Written request:
Reproduce word for word the part of the rows that opens with their first line and closes with the line containing "253,857 -> 329,921", both included.

Dataset content:
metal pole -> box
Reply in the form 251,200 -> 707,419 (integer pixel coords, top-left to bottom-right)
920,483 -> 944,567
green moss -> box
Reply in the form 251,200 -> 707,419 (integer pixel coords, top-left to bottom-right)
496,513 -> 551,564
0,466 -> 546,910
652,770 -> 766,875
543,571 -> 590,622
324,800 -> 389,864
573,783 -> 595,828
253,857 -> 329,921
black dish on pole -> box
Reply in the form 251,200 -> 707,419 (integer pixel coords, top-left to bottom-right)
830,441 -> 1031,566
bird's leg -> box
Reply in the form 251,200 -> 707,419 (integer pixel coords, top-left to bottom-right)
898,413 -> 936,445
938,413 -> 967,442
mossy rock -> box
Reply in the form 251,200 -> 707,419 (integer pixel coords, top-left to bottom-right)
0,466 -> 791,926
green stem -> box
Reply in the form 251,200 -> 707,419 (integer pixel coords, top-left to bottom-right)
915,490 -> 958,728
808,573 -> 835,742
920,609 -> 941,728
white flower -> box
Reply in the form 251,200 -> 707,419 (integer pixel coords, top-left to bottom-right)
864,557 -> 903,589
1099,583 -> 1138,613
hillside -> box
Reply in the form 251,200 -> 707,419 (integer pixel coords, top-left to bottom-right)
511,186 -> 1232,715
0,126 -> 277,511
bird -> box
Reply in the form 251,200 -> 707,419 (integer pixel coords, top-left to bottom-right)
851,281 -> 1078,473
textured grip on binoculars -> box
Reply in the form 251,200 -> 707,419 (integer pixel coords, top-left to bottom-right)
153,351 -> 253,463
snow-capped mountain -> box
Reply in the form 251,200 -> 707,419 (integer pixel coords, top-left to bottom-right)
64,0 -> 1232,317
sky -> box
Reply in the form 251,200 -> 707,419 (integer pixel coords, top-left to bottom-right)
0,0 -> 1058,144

The completed task:
metal pole -> box
Reply in the form 251,200 -> 707,419 (integer pixel coords, top-left to bottom-right)
920,483 -> 944,567
green moss -> box
Reply in the form 251,200 -> 707,419 (integer pixel coords, top-left to bottom-right)
496,513 -> 551,564
0,466 -> 546,910
652,770 -> 766,875
543,571 -> 590,622
324,800 -> 389,864
573,783 -> 595,828
253,857 -> 329,921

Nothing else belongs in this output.